Saturday, September 23, 2006

You Can't Tell a Cook By Her Mother

It's Saturday. I've been off work for three days with a really bad stomach flu. Oh, what an adventure. I think I've been turned inside out and left for dead....except I lived.
My point is, in between running back and forth to the bathroom, I have been watching the Food Network, which I have a secret addiction to. O.K. I admit it. I'm a foodie. Translation...when I cannot keep a thing down because of the flu, I'm obsessed with food enough to enjoy watching the Food Network even then!
Other people have a '10 second rule' when they drop things on the floor. I could be cleaning out under a dresser that I haven't cleaned under in a year, find an old green M&M, giggle hysterically and yell out 'five year rule!' As I blow all the dust off of it and am poised to pop it into my mouth, my hubby yells back from the living room, 'Tory, whatever it is you found, don't eat it.' Crap!!

━━━

WRITTEN EXERCISE 1:
In the blog post, how long has the writer been off work with the stomach flu?

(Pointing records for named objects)
━━━

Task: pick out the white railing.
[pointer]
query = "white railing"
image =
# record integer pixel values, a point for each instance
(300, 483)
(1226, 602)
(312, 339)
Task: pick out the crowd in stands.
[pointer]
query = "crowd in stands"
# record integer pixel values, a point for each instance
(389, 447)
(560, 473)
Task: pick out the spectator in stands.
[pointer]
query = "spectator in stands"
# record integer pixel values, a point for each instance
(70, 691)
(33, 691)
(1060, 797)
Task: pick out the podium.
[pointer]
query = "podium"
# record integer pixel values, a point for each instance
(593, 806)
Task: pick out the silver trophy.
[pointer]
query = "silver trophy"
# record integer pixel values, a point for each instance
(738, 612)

━━━

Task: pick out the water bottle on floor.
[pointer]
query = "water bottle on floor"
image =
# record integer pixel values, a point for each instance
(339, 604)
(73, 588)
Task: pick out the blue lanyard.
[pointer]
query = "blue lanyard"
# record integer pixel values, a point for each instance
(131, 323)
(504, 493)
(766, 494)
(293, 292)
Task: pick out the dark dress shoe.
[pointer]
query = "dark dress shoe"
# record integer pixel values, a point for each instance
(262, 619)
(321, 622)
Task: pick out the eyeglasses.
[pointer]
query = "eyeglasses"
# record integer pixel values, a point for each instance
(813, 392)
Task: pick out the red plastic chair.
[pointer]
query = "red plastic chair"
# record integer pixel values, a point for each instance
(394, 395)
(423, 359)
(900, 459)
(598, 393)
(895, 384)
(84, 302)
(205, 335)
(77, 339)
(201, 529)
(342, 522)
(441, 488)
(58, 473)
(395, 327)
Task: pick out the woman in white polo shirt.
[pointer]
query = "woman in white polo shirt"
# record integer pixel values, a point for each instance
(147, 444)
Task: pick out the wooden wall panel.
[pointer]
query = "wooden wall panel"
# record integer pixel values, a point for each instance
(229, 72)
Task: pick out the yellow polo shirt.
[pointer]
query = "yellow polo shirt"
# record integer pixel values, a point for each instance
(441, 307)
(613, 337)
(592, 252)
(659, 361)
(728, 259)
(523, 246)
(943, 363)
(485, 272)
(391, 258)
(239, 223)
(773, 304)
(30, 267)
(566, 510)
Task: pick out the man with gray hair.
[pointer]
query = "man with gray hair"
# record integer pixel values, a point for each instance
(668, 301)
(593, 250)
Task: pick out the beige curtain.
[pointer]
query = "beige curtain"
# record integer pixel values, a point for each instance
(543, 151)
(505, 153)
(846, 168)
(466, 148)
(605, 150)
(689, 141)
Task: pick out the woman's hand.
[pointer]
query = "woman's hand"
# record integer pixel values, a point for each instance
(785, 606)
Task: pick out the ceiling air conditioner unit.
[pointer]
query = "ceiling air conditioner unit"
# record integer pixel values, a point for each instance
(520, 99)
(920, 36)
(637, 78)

━━━

WRITTEN EXERCISE 2:
Identify each line in the entries that contains the word "spectator".

TASK SOLUTION 1:
Three days.

TASK SOLUTION 2:
Task: pick out the spectator in stands.
query = "spectator in stands"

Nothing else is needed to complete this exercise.